▸ ABOUT THIS TASK
Write out, word for word, the part of the listing below that opens with the line containing "In this exercise you will find the concrete" and closes with the line containing "In this exercise you will find the garage", keeping both of those lines and adding no others.

▸ THE DATA
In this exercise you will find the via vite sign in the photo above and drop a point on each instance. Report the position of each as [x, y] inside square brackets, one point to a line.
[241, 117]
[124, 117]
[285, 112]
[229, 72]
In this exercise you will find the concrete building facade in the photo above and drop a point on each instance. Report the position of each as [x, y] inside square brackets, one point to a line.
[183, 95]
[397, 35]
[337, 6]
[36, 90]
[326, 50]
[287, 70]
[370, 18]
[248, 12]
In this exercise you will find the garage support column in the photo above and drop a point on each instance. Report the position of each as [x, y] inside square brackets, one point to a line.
---
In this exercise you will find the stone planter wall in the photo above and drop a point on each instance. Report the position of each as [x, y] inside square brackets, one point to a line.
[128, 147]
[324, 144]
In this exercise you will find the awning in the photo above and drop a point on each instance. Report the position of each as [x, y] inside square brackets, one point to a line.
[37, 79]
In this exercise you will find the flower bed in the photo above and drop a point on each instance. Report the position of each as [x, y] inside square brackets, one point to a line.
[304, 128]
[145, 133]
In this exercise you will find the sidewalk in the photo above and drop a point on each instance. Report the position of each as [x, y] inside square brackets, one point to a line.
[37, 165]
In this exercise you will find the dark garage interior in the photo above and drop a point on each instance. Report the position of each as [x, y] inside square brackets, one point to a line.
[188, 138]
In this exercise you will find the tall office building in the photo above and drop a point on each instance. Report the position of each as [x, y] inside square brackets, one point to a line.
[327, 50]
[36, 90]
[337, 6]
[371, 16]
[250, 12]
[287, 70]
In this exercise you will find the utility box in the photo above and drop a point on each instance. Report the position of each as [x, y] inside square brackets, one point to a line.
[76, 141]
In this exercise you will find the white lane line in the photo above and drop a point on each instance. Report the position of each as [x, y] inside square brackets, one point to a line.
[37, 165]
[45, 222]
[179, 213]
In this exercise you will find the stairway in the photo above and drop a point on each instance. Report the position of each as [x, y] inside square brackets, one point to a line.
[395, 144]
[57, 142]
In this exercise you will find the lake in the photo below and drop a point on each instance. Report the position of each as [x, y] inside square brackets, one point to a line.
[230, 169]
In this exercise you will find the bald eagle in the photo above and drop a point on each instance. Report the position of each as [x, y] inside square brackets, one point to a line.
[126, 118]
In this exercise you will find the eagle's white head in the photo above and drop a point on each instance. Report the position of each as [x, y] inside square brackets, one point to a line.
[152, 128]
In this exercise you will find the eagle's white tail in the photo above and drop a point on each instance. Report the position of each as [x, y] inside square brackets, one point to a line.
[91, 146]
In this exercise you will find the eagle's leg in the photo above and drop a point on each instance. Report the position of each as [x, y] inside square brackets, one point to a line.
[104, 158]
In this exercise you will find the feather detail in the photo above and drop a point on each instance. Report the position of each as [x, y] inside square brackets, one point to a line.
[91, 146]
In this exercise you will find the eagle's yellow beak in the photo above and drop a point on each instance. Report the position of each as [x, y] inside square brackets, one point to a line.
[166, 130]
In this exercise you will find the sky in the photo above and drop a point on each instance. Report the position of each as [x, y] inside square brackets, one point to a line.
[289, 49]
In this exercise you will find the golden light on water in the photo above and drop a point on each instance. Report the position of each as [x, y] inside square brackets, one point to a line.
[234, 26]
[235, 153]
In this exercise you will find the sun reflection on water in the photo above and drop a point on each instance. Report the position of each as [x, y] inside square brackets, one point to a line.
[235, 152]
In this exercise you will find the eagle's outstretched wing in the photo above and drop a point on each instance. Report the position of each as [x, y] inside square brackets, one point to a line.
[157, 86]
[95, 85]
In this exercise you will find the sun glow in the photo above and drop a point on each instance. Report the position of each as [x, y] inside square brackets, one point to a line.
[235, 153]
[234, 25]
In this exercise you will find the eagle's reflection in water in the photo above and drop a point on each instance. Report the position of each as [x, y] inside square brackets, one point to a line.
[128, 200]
---
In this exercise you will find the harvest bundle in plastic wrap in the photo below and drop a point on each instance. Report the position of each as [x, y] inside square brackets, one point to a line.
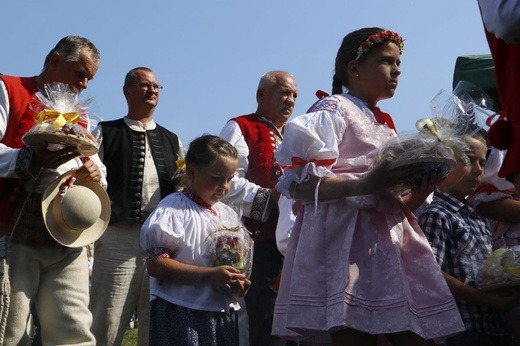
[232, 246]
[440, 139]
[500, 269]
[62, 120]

▸ SOLUTION TO THE PROBLEM
In this exercise you will find the concrete building facade in the photo above and drop a point on each instance. Report the position of each as [x, y] inside square brackets, one point to a line.
[183, 95]
[397, 35]
[337, 6]
[36, 90]
[326, 50]
[287, 70]
[370, 18]
[248, 12]
In this exercise you will find the garage support column in the photo above and drop a point on each instance. Report the position of each as [x, y] inside square brackets, one point to a line.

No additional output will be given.